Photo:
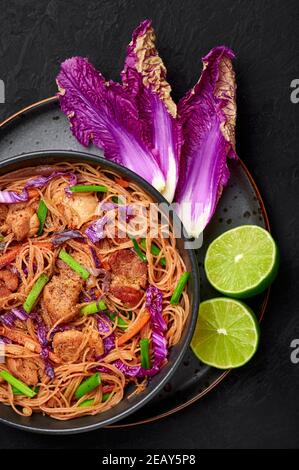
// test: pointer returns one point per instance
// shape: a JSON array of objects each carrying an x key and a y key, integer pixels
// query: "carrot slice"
[
  {"x": 26, "y": 341},
  {"x": 134, "y": 329},
  {"x": 9, "y": 257},
  {"x": 123, "y": 183}
]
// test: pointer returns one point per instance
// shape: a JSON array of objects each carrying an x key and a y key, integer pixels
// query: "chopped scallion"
[
  {"x": 88, "y": 188},
  {"x": 93, "y": 307},
  {"x": 145, "y": 356},
  {"x": 179, "y": 288},
  {"x": 155, "y": 250},
  {"x": 20, "y": 386},
  {"x": 88, "y": 385},
  {"x": 42, "y": 211}
]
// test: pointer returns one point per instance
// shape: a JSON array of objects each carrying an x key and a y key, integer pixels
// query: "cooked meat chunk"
[
  {"x": 67, "y": 345},
  {"x": 22, "y": 221},
  {"x": 60, "y": 297},
  {"x": 3, "y": 213},
  {"x": 129, "y": 276},
  {"x": 9, "y": 282},
  {"x": 24, "y": 369},
  {"x": 96, "y": 344},
  {"x": 77, "y": 209}
]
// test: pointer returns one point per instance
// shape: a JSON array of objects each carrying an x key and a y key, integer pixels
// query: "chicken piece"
[
  {"x": 60, "y": 297},
  {"x": 24, "y": 369},
  {"x": 3, "y": 213},
  {"x": 77, "y": 209},
  {"x": 22, "y": 221},
  {"x": 67, "y": 345},
  {"x": 96, "y": 345},
  {"x": 129, "y": 277},
  {"x": 9, "y": 282}
]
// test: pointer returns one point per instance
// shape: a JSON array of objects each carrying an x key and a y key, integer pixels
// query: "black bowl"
[{"x": 44, "y": 424}]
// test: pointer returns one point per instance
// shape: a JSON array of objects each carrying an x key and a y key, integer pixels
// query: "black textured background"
[{"x": 257, "y": 406}]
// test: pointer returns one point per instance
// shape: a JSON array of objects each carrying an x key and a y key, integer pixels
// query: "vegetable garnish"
[
  {"x": 105, "y": 396},
  {"x": 35, "y": 292},
  {"x": 93, "y": 307},
  {"x": 155, "y": 250},
  {"x": 175, "y": 298},
  {"x": 74, "y": 265},
  {"x": 87, "y": 188},
  {"x": 90, "y": 402},
  {"x": 27, "y": 391},
  {"x": 119, "y": 320},
  {"x": 17, "y": 391},
  {"x": 144, "y": 350},
  {"x": 144, "y": 77},
  {"x": 208, "y": 115},
  {"x": 104, "y": 113},
  {"x": 138, "y": 250},
  {"x": 88, "y": 385},
  {"x": 61, "y": 237},
  {"x": 86, "y": 403},
  {"x": 116, "y": 200},
  {"x": 138, "y": 324},
  {"x": 42, "y": 215}
]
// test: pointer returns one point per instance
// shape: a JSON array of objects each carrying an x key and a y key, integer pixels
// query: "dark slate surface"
[{"x": 257, "y": 406}]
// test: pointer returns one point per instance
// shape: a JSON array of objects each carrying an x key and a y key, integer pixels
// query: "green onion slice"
[
  {"x": 116, "y": 200},
  {"x": 155, "y": 250},
  {"x": 17, "y": 392},
  {"x": 93, "y": 307},
  {"x": 120, "y": 322},
  {"x": 145, "y": 356},
  {"x": 35, "y": 292},
  {"x": 20, "y": 386},
  {"x": 90, "y": 402},
  {"x": 88, "y": 385},
  {"x": 74, "y": 265},
  {"x": 88, "y": 188},
  {"x": 42, "y": 211},
  {"x": 179, "y": 288}
]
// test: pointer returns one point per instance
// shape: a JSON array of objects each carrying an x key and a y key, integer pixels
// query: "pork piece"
[
  {"x": 77, "y": 209},
  {"x": 67, "y": 345},
  {"x": 9, "y": 282},
  {"x": 22, "y": 221},
  {"x": 96, "y": 345},
  {"x": 129, "y": 276},
  {"x": 60, "y": 297},
  {"x": 24, "y": 369},
  {"x": 3, "y": 213}
]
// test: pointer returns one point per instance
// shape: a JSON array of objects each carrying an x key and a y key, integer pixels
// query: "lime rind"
[
  {"x": 217, "y": 265},
  {"x": 225, "y": 351}
]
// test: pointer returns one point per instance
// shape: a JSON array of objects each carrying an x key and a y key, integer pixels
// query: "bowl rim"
[{"x": 29, "y": 158}]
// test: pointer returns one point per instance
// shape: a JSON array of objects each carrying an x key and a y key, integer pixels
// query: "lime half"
[
  {"x": 242, "y": 262},
  {"x": 226, "y": 334}
]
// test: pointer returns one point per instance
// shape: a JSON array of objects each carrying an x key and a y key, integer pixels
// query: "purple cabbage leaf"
[
  {"x": 104, "y": 113},
  {"x": 144, "y": 76},
  {"x": 208, "y": 116}
]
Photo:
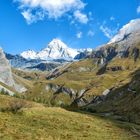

----

**EXERCISE REQUIREMENTS**. List each line in the records that contains the string "slice", copying the whole line. Treat uppercase and lowercase letters as different.

**EXPECTED ANSWER**.
// query: "carrot slice"
// query: "green onion slice"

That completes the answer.